• [Entries supplied]
○ ○ ○ ○ ○ ○ ○
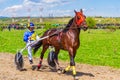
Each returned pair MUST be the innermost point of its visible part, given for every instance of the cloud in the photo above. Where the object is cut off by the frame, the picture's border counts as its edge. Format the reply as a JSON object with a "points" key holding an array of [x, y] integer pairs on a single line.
{"points": [[32, 8]]}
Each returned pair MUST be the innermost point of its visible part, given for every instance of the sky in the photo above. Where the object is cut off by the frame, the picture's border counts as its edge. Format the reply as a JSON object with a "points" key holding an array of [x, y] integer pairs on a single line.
{"points": [[37, 8]]}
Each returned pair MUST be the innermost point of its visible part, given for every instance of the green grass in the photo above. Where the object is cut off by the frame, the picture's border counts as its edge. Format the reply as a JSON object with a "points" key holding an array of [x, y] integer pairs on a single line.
{"points": [[99, 47]]}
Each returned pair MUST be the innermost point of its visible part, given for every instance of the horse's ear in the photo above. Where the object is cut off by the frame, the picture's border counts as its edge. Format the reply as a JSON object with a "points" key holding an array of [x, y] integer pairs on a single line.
{"points": [[81, 10], [75, 11]]}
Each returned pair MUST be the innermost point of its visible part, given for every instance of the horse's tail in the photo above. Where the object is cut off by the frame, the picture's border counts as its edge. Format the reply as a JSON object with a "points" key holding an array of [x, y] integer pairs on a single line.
{"points": [[36, 46]]}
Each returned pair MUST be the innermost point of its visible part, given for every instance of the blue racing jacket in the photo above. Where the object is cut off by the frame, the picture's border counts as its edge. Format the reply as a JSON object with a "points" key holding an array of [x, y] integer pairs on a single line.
{"points": [[28, 34]]}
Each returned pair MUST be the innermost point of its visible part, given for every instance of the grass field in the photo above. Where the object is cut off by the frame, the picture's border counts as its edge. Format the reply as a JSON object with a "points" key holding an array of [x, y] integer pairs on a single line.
{"points": [[99, 47]]}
○ ○ ○ ○ ○ ○ ○
• [Exercise]
Please copy the entries in full. Leave each image out.

• [The completed task]
Each returned pair MUST be the innermost point of its visible part, given for every instance of the cloud in the photo above. Where the object is cut off by the frame, the picture's border counts as its edge. Format the reply as a JSON object with a "points" key holding an array of [x, y] integer pairs on a single line.
{"points": [[32, 8]]}
Each returned pair MUST be the innermost point of its visible part, given for every instance of the sky in the photo above. Where the object is cut off by the frame, the picture's border counts as its edge. Format the reply as a JSON object with a "points" key holding an array of [x, y] integer pairs on a single line.
{"points": [[37, 8]]}
Each returned pair MUST be the innermost point of its visible part, given for every instance of the green grass in the photo above. Where the object is cut off by the frame, the picture's border counts as its edge. Format the reply as a JSON object with a "points" key holding an array of [x, y] integer pairs on a single line.
{"points": [[99, 47]]}
Each returned pair MUST be the innermost point of its visible part, given for every instance of the horse's ear in the photo above. Where the object is cut off by the frame, the picture's border counts as its edge. Format the reply as a JSON object with a "points" key holding an array of [x, y] integer pairs on a single line.
{"points": [[81, 10], [75, 11]]}
Each returned pair MUST be the innermost point of its visible part, given for every instance of the horse's tail in the photo above. Where the object is cut off by the frame, the picture's border counts as its edge. Format the reply as a JSON object with a "points" key holding an array of [x, y] integer pairs on a single line.
{"points": [[36, 46]]}
Each returned pair MUST be the innermost point of its visible part, given for every instance of the blue racing jacket in the photo above. Where the object is cut off by the frame, the picture's border counts as its edge. Format the reply as a JSON object with a "points" key holding an array of [x, y] integer pairs on a single line.
{"points": [[28, 34]]}
Each returned pair MUST be the innermost point of its visible part, given for every instance of the grass field in the photo above. Where the object is cut off by the frame, the picture's border counts as its edge. Format the reply as a JSON object with a "points" key holding an array of [x, y] integer pairs on a single line.
{"points": [[99, 47]]}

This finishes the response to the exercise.